## Source excerpt
══════════

Director: Baillie Walsh

Time Out rating

Average user rating
45 reviews

Movie review

From Time Out London

In a scene reminiscent of the ending of Robert Altman’s ‘The Long Goodbye’ – where Sterling Hayden’s suicidal writer strolls out into the sea from his Malibu house – Daniel Craig’s washed-out fortysomething writer, Joe Scott, takes a similarly despairing swim into the Pacific and remembers – in lengthy flashback – his fateful sexual and emotional rites-of-passage 30 years earlier in the glam rock-soundtracked 1970s, in a small seaside town in the south-west of England.

Ex-commercials director Baillie Walsh, in moving country and decade, executes a jarring change of mood, milieu and genre. We are hardly accustomed to his high-tech ’Scope images of the Hollywood elite’s drug- and sex-addled playgrounds, before we’re whisked back to the deceptively snugger, old-fashioned world of this fucked-up career exile’s youth. But it’s hard to read the meaning of his fateful escapades in this world of gaming arcades and rundown beach huts, viewed as they are through the distorting lens of the older Joe’s memory.

══════════

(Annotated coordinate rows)
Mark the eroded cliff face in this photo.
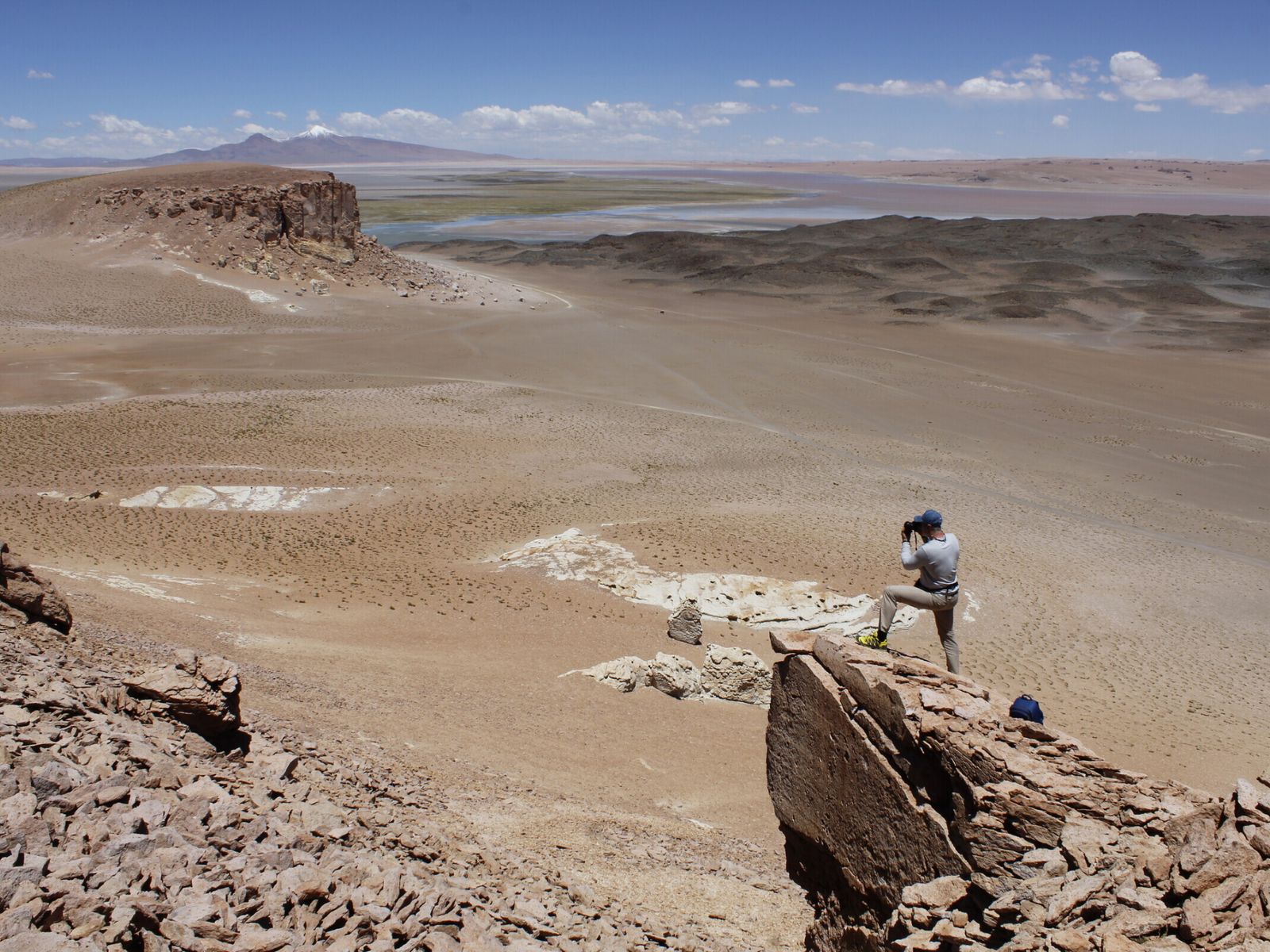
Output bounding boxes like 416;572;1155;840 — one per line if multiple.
767;635;1270;952
0;163;444;297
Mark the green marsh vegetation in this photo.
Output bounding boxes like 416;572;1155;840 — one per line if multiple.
358;171;795;225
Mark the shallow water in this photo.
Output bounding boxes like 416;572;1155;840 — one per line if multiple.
352;169;1270;245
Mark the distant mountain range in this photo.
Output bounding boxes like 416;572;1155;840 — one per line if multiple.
0;125;512;169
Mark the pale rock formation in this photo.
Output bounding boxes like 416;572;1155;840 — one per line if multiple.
499;529;918;635
0;539;71;635
665;601;701;645
701;645;772;707
572;645;772;707
125;651;243;747
767;635;1270;952
579;655;648;693
648;651;701;698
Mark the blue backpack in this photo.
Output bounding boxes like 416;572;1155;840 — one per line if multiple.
1010;694;1045;724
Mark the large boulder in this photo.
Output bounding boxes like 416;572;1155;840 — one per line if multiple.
125;651;243;747
0;539;71;635
648;651;701;698
701;645;772;707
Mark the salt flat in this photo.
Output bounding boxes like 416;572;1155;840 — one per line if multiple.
0;163;1270;947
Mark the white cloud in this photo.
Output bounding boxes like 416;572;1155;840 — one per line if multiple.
834;53;1088;103
1110;49;1270;116
834;80;949;97
335;109;451;138
233;122;287;138
13;113;225;159
887;146;973;159
688;100;764;125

══════════

## Exercise instructions
1. Update the film review, starting with "Ex-commercials director Baillie" and going on through "older Joe’s memory.", so that "gaming arcades" becomes "amusement arcades".
2. Take the film review further, picking up right after its final sentence.

## Task answers
1.
Ex-commercials director Baillie Walsh, in moving country and decade, executes a jarring change of mood, milieu and genre. We are hardly accustomed to his high-tech ’Scope images of the Hollywood elite’s drug- and sex-addled playgrounds, before we’re whisked back to the deceptively snugger, old-fashioned world of this fucked-up career exile’s youth. But it’s hard to read the meaning of his fateful escapades in this world of amusement arcades and rundown beach huts, viewed as they are through the distorting lens of the older Joe’s memory.

2.
The result is an ambitious but disappointing, regret-filled psycho-drama. Some individual scenes are impressive: a portentous, Ian McEwan-lite set-piece involving playing children or the scene illustrating the confusion and nascent vanity of the teenage Joe (the handsome-featured but limited Harry Eden) accepting sex with a conflicted, unhappily married neighbour (Jodhi May), knowing it will disappoint his fellow Bowie-loving first love (the excellent Felicity Jones). But, overall, Walsh’s use of music (Scott Walker) and glossy ‘mid-Atlantic’ direction seems more pretentious than evocative and unsuited to the material, beaching too many of the actors’ performances, not least Craig’s, whose sketchy role precludes any sort of audience sympathy or emotional involvement.

Author: Wally Hammond

Time Out London Issue 1965: April 17 - 23, 2008


User reviews of this film

  • mick dillon said...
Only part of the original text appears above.